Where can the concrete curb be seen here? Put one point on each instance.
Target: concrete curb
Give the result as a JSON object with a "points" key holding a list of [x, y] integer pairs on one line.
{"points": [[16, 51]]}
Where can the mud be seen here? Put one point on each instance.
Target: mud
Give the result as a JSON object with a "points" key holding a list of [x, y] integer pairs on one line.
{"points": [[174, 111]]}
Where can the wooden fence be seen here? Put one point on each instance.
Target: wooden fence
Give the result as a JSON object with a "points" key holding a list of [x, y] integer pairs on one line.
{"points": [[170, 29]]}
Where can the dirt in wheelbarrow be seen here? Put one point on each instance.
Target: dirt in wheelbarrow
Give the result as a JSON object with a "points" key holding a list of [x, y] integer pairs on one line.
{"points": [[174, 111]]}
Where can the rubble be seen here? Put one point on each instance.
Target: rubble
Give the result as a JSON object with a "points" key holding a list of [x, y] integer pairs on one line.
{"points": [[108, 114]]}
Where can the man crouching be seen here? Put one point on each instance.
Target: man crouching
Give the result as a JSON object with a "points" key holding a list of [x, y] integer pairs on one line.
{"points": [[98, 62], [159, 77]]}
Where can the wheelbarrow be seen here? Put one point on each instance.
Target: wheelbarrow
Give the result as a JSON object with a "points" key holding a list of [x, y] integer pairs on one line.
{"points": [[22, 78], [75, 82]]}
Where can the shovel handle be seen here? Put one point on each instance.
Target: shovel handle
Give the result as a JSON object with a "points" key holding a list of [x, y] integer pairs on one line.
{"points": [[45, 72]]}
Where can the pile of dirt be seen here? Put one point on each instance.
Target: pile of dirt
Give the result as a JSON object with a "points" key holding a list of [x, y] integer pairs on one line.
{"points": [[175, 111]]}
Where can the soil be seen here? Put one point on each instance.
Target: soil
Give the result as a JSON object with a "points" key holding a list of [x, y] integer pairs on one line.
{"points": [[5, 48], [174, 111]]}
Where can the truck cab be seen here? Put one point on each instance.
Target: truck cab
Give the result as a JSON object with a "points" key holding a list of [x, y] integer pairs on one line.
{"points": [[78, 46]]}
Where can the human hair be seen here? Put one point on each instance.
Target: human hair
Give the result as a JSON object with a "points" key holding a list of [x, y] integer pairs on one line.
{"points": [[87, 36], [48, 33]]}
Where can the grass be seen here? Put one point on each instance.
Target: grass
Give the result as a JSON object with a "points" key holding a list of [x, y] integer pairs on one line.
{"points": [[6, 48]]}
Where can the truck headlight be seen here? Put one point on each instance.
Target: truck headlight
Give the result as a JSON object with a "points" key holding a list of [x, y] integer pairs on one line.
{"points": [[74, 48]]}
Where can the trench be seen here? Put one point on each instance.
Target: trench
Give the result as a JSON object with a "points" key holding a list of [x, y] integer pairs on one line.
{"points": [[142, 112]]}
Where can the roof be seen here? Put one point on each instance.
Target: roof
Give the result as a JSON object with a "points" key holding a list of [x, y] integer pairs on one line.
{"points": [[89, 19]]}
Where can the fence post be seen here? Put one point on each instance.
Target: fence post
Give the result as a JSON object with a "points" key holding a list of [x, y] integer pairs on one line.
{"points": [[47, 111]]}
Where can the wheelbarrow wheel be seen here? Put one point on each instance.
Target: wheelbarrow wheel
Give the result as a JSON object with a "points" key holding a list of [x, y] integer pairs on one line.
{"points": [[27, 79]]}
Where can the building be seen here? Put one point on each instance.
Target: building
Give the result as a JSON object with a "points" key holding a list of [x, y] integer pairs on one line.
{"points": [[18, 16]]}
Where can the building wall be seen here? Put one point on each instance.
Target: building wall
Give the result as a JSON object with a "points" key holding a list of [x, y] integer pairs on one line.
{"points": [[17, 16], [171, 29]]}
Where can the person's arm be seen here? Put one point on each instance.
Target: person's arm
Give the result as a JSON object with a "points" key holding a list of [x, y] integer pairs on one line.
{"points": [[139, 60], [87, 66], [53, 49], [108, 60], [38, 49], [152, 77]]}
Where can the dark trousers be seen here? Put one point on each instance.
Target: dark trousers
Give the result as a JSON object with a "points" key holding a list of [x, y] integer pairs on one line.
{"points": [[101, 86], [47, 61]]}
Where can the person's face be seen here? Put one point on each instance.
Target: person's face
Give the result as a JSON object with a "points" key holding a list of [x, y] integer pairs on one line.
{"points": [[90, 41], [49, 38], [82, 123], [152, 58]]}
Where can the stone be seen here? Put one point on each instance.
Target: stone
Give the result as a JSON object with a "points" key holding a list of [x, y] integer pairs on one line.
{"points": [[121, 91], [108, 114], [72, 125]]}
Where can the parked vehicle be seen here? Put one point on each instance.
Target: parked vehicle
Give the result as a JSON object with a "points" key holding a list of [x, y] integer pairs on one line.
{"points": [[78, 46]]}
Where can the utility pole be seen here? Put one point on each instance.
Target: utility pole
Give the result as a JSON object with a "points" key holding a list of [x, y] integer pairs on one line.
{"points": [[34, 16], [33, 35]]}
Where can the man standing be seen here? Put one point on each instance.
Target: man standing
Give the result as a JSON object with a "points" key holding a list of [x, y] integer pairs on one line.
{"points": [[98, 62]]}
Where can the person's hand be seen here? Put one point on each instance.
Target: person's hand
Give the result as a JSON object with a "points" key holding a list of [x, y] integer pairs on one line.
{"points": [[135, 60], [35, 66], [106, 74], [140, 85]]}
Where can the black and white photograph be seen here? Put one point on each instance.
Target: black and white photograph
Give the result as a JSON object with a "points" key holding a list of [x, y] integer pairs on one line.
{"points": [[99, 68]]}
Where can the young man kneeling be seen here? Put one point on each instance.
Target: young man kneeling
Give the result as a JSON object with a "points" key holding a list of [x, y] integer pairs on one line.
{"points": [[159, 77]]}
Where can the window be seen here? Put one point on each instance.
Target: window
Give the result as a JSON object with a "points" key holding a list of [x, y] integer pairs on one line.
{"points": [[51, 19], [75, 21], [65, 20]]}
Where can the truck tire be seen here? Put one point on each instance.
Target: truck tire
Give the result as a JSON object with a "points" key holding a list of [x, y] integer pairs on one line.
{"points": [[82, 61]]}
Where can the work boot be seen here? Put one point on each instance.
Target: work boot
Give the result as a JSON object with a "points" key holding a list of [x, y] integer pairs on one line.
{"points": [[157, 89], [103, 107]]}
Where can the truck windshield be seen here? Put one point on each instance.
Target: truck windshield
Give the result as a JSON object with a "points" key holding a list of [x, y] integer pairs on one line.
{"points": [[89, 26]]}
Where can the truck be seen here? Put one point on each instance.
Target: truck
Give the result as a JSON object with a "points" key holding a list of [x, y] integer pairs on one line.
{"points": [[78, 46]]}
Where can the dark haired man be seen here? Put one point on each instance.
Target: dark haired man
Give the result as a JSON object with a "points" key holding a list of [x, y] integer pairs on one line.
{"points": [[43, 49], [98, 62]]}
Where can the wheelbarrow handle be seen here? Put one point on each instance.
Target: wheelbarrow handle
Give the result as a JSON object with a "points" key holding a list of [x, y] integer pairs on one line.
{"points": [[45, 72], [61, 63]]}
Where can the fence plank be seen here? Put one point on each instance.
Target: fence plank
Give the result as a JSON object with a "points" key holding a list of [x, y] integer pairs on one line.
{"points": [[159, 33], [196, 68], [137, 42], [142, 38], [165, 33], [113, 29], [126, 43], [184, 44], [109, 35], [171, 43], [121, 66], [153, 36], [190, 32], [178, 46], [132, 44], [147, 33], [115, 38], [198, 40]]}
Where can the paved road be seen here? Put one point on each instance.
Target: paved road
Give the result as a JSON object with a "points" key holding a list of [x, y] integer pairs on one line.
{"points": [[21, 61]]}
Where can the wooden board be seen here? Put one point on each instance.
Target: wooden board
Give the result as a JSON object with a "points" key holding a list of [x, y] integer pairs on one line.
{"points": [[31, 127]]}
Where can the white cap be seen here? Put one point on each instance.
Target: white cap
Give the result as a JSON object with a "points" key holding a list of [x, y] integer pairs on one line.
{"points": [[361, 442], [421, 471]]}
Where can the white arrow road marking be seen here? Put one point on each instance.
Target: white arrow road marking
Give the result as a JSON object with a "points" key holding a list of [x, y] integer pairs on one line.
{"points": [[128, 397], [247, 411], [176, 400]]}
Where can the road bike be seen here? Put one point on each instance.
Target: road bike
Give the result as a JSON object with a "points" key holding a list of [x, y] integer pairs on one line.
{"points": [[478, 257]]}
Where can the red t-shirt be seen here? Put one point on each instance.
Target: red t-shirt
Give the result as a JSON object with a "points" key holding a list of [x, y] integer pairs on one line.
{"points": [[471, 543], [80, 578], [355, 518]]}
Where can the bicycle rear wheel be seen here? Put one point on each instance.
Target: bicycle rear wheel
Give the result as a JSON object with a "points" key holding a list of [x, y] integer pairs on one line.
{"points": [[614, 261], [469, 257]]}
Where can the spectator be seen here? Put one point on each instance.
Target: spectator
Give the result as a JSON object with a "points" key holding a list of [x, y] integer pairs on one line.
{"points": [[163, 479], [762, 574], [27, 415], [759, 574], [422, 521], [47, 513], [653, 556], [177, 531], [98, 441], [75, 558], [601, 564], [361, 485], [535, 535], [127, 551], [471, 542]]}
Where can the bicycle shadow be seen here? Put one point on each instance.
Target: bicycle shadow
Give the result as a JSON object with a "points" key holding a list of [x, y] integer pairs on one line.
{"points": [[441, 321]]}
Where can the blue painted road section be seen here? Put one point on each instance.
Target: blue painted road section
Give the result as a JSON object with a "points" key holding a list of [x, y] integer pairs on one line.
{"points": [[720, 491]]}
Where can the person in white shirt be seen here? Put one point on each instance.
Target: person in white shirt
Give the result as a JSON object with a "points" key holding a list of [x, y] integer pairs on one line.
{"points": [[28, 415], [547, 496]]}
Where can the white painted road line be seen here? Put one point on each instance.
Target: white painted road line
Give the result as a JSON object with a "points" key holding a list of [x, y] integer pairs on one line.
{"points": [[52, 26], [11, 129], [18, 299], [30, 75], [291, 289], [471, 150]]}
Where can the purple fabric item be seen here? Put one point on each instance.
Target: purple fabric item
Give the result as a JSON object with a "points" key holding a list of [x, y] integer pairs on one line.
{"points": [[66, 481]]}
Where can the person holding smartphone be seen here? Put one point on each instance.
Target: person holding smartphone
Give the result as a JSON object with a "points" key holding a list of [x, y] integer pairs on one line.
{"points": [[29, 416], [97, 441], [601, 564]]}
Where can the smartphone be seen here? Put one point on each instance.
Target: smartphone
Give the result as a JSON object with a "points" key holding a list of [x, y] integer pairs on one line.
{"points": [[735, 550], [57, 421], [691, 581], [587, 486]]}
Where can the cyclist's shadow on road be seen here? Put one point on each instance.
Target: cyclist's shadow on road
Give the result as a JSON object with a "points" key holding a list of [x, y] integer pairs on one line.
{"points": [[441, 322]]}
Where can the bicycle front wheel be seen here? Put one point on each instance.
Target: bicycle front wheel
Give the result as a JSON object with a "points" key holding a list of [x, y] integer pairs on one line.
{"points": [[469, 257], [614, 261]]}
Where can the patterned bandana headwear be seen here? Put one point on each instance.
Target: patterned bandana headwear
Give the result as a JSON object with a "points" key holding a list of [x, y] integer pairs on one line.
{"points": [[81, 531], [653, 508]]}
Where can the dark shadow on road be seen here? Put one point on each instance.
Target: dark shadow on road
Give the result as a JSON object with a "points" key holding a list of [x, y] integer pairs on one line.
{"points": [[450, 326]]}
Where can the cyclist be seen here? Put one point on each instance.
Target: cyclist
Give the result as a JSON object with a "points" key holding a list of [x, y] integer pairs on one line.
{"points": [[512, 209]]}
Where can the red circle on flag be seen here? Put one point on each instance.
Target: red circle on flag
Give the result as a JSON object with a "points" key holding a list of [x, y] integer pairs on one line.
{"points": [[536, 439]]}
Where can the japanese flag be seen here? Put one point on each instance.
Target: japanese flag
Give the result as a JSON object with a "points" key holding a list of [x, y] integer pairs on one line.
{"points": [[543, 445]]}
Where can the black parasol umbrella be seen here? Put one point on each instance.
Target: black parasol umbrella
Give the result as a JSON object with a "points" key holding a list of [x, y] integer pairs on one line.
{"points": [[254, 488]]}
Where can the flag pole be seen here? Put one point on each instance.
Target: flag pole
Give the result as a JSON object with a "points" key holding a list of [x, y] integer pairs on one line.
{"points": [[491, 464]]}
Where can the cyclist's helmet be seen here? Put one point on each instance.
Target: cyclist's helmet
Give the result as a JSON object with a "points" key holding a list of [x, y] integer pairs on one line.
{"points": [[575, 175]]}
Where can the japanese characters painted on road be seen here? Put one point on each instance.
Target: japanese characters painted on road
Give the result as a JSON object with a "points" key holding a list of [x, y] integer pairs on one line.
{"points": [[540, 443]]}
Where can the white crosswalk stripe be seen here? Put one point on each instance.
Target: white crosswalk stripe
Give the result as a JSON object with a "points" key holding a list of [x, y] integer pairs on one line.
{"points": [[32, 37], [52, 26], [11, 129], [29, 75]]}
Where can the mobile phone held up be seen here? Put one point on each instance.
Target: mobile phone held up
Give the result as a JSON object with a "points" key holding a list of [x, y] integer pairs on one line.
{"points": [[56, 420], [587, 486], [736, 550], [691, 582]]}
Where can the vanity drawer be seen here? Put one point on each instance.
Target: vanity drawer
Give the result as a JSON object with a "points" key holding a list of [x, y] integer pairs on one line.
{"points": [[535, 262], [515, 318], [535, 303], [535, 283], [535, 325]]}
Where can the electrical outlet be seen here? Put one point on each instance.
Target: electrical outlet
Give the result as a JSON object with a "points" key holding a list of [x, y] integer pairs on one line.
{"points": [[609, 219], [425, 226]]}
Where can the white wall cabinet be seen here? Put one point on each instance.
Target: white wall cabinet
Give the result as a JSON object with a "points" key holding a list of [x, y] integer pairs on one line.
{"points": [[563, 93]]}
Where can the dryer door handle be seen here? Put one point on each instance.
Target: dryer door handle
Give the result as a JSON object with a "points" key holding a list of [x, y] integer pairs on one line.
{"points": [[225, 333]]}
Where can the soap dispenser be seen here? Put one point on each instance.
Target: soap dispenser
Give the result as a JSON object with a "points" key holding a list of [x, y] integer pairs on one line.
——
Stated task:
Write out again, exactly, the lines from the one holding "Where can the white wall" through the end of the listing, with both ends included.

Result of this exercise:
Where can the white wall cabinet be seen here? Put one point on each instance.
Target: white wall cabinet
Give the result as a JSON object with a "points" key holding a list of [x, y] integer pairs on one line.
{"points": [[563, 93]]}
Where can the dryer door handle be seen here? Put one point on each instance.
Target: dryer door handle
Give the result as a JSON object with a "points" key holding a list of [x, y] integer pairs on one line.
{"points": [[225, 333]]}
Where can the soap dispenser be seen here? Put one point on each instance.
Target: soap dispenser
Give the result as a JSON object with a "points" key holding a list of [x, y] integer pairs on one line.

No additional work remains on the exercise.